◆ Polecenie pisemne A
Przełóż na angielski zdanie z wątku o problemach z emerge: „Nie rozwiązuje mi nazw podczas proby polaczenia z serwerem.”
◆ Polecenie pisemne B
Dopisz dalszy ciąg wątku o problemach z emerge, zaczynając od miejsca po jego ostatnim zdaniu.

◆ Tekst źródłowy

□ □ □ □

# [SOLVED] problemy z emergem - WGET nie rozwiazuje nazw!

## andrzejk

Witam przed samymi swietami postawilem na laptopie Getnoo i dziala na nim tak jak jeszcze nie dzialal zaden linux (to znaczy super). Rozwiązalęm wszystkie problemy, który spędzały mi sen z powiek w innych dystrybucjach min. grafikę, acpi sieć bezprzewodową to wszystko działa jak złoto. Niestety mam tez drobne problemy z emergegowaniem a poniewaz jestem poczatkujacy w Gentoo nie bardzo wiem z czego one wynikaja może, ktoś będzie w stanie mi wyjaśnić skąd się one biorą:

Problem 1: Kiedy wpisauje do pliku make.conf GENTOO_MIRRORS po nazwach serwerów czyli np: "http://src.gentoo.pl to nie moge sie z zadanym polaczyc. Nie rozwiązuje mi nazw podczas proby polaczenia z serwerem. Kiedy sie pingam lub wykonuję emerge sync nazwy są rozwiązywane bez problemu i dochodzi min. do synchronizacji - problem ominołem w ten sposób, że wpisałem do pliku IPiki serwerów i hula, nie mniej chciałbym wiedzieć co się dzieje.

□ □ □ □

◆ Dane wejściowe
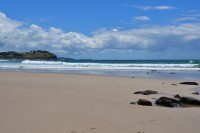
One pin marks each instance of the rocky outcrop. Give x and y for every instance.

□ □ □ □

◆ Wynik ćwiczenia A
Names aren't resolved for me when I try to connect to the server.

◆ Wynik ćwiczenia B
Problem 2: Kiedy staram się wykonać komendę emerge to niektóre "pakiety" zwracają komunikat 404 Not Found. Dotyczy to min. portage-manpages i alsa-utils - ten drugi jest dla mnie bardzo ważny. Czy to znaczy, że ich nie ma? Dzieję się tak mimio synchronizacji. Moj Portage jest w wersji 2.0.53 i pisze mi, że jest najnowszy. 

Jedyne porady jakie znalazłem w necie sugerowały aby zrobić emerge rsync - nie pomogło! Może źle szukałem.

Bedę wdzięczny za jakiekolwiek sugestie.

PozdrawiamLast edited by andrzejk on Sun Jan 15, 2006 2:53 am; edited 1 time in total

----------

## kadu

moze ustaw w /etc/make.conf inne inne mirrory rsync  :Question: 

----------

## fotografik12

a próbowałeś z mirrorselect?

----------

## Aktyn

 *andrzejk wrote:*   

> 
> 
> Problem 1: Kiedy wpisauje do pliku make.conf GENTOO_MIRRORS po nazwach serwerów czyli np: "http://src.gentoo.pl to nie moge sie z zadanym polaczyc. Nie rozwiązuje mi nazw podczas proby polaczenia z serwerem. Kiedy sie pingam lub wykonuję emerge sync nazwy są rozwiązywane bez problemu i dochodzi min. do synchronizacji - problem ominołem w ten sposób, że wpisałem do pliku IPiki serwerów i hula, nie mniej chciałbym wiedzieć co się dzieje.
> 
> Problem 2: Kiedy staram się wykonać komendę emerge to niektóre "pakiety" zwracają komunikat 404 Not Found. Dotyczy to min. portage-manpages i alsa-utils - ten drugi jest dla mnie bardzo ważny. Czy to znaczy, że ich nie ma? Dzieję się tak mimio synchronizacji. Moj Portage jest w wersji 2.0.53 i pisze mi, że jest najnowszy. 
> ...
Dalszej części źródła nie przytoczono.